Written task
Starting at the line that holds "Target: gloved hand", set down each line through the end of the listing, exactly as written and with nothing added.

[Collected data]
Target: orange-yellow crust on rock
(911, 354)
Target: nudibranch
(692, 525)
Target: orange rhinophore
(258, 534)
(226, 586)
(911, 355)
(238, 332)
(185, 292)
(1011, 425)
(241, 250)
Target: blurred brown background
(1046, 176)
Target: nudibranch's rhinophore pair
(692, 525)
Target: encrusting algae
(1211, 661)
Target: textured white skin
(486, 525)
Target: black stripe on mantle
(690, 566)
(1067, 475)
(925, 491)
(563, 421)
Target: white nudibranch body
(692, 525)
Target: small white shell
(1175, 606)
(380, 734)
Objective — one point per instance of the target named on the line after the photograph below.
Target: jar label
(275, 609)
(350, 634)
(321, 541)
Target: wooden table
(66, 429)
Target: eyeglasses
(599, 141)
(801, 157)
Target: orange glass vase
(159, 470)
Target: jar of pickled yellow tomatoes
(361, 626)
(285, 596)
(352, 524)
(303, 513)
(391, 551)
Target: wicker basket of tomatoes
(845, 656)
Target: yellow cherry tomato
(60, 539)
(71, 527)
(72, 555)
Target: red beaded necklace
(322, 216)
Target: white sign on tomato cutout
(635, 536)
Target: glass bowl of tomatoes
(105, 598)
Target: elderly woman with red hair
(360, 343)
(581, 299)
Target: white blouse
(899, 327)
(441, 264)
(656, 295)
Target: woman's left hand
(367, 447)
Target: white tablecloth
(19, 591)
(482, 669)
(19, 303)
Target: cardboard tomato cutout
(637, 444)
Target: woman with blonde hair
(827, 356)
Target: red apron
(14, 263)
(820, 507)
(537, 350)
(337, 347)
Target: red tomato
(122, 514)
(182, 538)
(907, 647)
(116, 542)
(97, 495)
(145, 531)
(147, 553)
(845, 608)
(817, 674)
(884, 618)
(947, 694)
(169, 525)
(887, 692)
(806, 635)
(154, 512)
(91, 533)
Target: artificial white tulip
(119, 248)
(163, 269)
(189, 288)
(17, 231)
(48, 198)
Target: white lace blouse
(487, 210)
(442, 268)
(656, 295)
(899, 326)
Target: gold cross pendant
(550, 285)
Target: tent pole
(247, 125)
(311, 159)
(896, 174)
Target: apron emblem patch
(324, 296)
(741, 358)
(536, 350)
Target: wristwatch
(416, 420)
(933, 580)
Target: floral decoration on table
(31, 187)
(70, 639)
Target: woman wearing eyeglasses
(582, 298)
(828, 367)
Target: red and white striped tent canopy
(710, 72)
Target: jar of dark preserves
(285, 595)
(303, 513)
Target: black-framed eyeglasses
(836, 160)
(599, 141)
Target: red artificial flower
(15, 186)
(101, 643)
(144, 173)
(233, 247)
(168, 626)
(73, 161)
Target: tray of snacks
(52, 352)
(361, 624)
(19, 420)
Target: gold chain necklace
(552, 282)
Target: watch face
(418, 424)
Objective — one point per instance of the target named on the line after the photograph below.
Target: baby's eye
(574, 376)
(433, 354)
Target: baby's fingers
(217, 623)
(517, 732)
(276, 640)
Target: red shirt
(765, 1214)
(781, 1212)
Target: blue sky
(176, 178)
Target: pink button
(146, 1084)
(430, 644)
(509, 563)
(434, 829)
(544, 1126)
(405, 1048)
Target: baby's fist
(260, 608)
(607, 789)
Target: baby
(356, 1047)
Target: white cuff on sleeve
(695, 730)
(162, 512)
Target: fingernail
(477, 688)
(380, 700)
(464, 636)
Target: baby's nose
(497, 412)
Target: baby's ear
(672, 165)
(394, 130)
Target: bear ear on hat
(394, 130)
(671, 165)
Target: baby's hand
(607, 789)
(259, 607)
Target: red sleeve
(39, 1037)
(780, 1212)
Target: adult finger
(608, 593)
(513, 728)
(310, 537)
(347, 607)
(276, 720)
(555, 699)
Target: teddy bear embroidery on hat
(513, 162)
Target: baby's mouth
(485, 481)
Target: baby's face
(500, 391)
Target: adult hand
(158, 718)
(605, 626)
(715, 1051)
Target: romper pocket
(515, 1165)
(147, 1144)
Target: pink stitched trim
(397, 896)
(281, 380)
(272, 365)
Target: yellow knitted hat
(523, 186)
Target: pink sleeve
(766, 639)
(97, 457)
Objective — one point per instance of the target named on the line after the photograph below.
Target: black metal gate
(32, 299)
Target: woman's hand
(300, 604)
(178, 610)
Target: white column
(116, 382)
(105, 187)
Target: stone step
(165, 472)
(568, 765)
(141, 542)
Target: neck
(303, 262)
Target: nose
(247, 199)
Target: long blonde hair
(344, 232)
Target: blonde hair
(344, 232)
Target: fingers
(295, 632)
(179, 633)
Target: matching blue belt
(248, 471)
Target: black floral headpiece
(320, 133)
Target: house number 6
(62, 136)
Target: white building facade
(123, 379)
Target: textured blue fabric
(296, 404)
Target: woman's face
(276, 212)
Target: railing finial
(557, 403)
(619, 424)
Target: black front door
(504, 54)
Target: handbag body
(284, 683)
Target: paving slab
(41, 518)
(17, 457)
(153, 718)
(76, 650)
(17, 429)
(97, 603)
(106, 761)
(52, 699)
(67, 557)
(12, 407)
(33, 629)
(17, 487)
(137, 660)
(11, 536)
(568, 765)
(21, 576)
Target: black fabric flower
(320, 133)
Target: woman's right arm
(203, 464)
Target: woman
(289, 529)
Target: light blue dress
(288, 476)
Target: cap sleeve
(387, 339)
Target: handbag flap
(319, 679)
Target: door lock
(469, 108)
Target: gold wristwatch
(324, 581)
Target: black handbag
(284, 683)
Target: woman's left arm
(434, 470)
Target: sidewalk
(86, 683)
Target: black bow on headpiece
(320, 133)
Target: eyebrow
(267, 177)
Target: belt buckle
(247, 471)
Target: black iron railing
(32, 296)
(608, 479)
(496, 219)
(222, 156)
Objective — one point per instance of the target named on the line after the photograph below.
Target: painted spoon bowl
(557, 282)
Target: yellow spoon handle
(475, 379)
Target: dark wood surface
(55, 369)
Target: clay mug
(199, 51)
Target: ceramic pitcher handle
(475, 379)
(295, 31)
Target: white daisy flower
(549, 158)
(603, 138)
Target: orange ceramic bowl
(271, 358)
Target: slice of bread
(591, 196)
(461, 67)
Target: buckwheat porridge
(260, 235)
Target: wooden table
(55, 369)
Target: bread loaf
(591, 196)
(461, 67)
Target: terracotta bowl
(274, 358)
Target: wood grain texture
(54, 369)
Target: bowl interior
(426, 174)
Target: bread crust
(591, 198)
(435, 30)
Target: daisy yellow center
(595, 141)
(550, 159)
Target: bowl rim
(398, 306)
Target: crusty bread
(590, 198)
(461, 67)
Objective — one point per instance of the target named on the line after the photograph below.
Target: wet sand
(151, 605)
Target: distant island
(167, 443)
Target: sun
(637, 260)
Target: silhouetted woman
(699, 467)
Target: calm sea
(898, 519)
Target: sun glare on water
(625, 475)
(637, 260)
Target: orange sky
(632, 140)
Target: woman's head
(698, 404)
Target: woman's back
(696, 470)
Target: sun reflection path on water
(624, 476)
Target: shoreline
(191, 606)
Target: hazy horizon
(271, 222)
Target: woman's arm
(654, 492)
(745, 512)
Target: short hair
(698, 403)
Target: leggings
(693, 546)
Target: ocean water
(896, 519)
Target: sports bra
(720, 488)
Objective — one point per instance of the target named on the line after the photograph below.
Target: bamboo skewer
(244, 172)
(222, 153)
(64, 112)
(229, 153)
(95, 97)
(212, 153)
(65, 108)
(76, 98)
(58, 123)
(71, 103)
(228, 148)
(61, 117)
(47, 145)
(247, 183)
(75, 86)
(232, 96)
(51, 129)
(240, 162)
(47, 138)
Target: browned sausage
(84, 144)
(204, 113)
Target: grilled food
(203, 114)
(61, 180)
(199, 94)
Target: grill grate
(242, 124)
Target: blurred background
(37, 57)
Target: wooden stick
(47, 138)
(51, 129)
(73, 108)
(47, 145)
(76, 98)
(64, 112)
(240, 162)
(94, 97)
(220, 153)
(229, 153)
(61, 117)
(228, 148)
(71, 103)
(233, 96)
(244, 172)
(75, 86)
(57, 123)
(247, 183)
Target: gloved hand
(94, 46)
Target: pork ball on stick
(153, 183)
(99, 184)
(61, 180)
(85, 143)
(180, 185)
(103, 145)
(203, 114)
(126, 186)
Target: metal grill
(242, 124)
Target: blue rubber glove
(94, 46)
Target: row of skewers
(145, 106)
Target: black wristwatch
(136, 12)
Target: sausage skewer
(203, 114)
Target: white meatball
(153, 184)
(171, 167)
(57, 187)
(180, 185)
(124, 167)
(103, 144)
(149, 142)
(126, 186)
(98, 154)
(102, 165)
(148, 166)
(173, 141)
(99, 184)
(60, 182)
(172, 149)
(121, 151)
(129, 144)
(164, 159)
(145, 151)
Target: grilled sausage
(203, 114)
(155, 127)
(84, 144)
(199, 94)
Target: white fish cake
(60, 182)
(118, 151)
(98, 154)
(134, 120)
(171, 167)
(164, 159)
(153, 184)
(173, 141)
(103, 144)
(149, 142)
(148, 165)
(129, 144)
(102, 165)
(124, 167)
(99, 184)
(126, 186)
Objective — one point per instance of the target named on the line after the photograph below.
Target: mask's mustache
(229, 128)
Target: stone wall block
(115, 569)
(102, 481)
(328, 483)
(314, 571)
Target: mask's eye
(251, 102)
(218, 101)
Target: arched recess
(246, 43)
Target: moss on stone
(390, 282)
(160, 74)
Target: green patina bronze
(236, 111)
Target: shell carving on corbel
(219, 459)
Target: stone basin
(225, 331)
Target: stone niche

Response
Target: gloved hand
(94, 46)
Target: pork ball on stick
(153, 183)
(99, 184)
(61, 180)
(85, 143)
(180, 185)
(103, 145)
(203, 114)
(126, 186)
Target: metal grill
(242, 124)
Target: blue rubber glove
(94, 46)
Target: row of skewers
(145, 106)
Target: black wristwatch
(136, 12)
Target: sausage skewer
(203, 114)
Target: white meatball
(153, 184)
(171, 167)
(57, 187)
(180, 185)
(124, 167)
(103, 144)
(149, 142)
(126, 186)
(98, 154)
(102, 165)
(148, 166)
(173, 141)
(99, 184)
(60, 182)
(172, 149)
(121, 151)
(129, 144)
(164, 159)
(145, 151)
Target: grilled sausage
(203, 114)
(155, 127)
(84, 144)
(199, 94)
Target: white fish cake
(60, 182)
(118, 151)
(98, 154)
(134, 120)
(171, 167)
(164, 159)
(153, 184)
(173, 141)
(103, 144)
(149, 142)
(148, 165)
(129, 144)
(102, 165)
(124, 167)
(99, 184)
(126, 186)
Objective — one point per instance of the target named on the line after the photograph below.
Target: mask's mustache
(229, 128)
Target: stone wall block
(115, 569)
(102, 481)
(328, 483)
(314, 571)
Target: mask's eye
(251, 102)
(218, 101)
Target: arched recess
(246, 43)
Target: moss on stone
(390, 282)
(160, 74)
Target: green patina bronze
(236, 111)
Target: shell carving on corbel
(219, 459)
Target: stone basin
(225, 331)
Target: stone niche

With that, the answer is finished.